Work request:
A stretch of the entries below is to be set down exactly, running from the line with "In every <instance>" through the line with "0H9L0 9L49 20L37", both included, and no other line.

Data section:
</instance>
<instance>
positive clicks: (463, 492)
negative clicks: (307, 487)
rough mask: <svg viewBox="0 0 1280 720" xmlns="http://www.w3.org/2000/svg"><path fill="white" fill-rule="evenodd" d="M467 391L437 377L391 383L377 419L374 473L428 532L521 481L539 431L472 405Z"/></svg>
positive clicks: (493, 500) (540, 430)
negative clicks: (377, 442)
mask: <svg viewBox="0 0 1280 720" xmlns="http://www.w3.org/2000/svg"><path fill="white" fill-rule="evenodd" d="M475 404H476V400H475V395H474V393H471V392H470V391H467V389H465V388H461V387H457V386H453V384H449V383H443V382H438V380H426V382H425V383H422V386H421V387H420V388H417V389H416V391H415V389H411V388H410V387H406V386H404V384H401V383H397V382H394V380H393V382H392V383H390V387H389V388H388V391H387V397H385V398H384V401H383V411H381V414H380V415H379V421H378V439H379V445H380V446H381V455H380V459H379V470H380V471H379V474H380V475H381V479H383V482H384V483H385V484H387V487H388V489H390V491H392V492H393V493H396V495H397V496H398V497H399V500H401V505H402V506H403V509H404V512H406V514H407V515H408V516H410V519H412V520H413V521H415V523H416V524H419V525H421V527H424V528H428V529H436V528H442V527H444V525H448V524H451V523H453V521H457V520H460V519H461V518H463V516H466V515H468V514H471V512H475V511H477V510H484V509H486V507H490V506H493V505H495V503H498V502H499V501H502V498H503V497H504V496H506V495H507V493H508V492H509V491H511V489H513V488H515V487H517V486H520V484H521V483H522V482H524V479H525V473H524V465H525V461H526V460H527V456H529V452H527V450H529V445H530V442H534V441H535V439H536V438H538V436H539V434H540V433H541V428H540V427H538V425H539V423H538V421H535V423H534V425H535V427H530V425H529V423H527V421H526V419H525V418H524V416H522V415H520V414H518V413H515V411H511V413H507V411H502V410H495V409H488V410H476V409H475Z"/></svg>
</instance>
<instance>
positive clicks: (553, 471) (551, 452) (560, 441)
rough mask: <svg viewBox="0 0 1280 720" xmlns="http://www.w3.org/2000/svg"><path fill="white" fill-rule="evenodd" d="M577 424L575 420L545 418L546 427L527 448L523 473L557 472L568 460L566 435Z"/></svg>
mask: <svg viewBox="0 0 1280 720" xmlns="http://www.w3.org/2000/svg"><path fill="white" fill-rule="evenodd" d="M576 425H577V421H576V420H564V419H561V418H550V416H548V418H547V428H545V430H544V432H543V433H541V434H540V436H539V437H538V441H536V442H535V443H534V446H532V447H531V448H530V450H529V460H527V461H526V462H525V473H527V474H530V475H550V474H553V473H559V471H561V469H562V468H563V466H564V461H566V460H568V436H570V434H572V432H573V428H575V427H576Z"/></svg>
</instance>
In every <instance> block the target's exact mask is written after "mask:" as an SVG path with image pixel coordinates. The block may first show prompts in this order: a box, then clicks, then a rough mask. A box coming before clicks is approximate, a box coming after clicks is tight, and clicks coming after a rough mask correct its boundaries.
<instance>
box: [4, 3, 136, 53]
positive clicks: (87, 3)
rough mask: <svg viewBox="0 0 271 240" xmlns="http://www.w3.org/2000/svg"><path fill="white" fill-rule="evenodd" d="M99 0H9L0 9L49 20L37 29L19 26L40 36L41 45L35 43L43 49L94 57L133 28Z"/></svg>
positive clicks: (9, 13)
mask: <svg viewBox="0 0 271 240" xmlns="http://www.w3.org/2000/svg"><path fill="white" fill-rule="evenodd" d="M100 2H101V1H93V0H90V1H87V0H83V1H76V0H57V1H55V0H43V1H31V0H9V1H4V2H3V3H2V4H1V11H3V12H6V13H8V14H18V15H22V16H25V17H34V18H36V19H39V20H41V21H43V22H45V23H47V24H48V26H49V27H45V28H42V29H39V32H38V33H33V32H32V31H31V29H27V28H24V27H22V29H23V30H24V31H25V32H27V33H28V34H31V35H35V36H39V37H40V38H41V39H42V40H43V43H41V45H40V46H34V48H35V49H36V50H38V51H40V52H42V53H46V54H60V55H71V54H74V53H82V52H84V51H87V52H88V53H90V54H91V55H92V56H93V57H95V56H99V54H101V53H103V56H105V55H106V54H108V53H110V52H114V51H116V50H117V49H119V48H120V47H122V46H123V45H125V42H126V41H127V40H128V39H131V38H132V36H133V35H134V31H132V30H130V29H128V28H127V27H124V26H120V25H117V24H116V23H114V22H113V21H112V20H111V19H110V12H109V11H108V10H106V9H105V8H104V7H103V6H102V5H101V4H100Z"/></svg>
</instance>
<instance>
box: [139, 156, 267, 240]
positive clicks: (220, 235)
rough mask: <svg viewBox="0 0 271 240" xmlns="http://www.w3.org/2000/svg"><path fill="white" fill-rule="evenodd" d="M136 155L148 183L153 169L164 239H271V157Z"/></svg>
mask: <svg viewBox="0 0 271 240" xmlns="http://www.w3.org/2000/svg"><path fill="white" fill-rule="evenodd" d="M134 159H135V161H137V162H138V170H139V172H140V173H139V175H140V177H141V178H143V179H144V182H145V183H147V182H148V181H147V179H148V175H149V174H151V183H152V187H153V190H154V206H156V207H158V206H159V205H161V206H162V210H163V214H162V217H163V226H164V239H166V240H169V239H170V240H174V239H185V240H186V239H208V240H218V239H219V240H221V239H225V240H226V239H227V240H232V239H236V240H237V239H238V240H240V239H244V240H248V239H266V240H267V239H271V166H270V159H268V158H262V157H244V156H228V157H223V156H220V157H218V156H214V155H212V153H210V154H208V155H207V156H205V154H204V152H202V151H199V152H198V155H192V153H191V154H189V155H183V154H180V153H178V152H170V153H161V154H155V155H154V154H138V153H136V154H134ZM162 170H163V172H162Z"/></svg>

Response to the task:
In every <instance> block the target's exact mask is written after "mask:" as an SVG path with image pixel coordinates. The block may first show prompts in this order: a box, then clicks, then a rough mask. A box coming before clicks is approximate, a box coming after clicks is tight, and clicks coming after a rough mask correct its boundaries.
<instance>
box: [4, 3, 136, 53]
positive clicks: (87, 3)
rough mask: <svg viewBox="0 0 271 240" xmlns="http://www.w3.org/2000/svg"><path fill="white" fill-rule="evenodd" d="M99 0H9L0 9L49 20L37 29L19 26L40 36L41 45L35 43L43 49L94 57L133 28Z"/></svg>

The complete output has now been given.